### WHAT NEEDS TO BE DONE
Copy out exactly every line from the line containing "Target: palm tree trunk" until the records below end, inclusive of both boundary lines.
--- BEGIN SUPPLIED MATERIAL ---
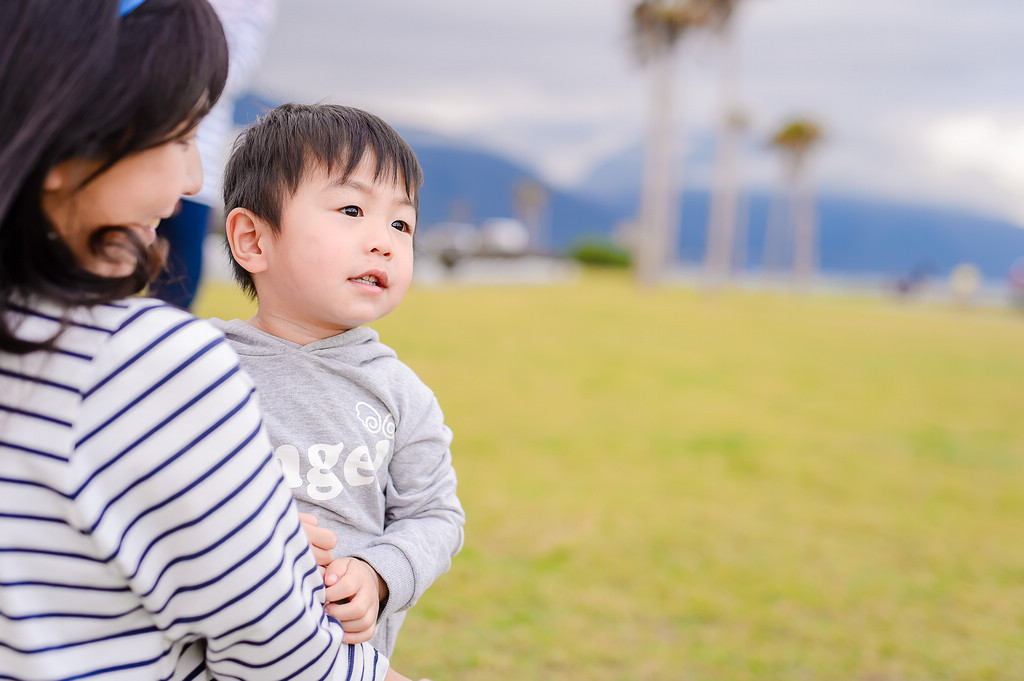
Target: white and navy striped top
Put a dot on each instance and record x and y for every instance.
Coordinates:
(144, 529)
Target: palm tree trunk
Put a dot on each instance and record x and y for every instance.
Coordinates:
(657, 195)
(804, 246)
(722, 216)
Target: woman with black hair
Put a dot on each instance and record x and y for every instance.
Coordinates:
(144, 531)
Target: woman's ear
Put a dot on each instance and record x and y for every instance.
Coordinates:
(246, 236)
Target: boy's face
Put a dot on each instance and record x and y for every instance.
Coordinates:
--- END SUPPLIED MATERIAL ---
### THE RESPONSE
Target: palm tree trunk
Put a dot on each instance and record x and y for every instance.
Coordinates:
(657, 195)
(804, 246)
(722, 216)
Target: woman with black hair
Put a dot on each instance and record x and y for every instance.
Coordinates:
(144, 531)
Target: woman's ear
Put a dot on each instance and record x and y for every instance.
Coordinates:
(246, 236)
Target: boy's face
Put a dot on each instance and record x and y for every instance.
Coordinates:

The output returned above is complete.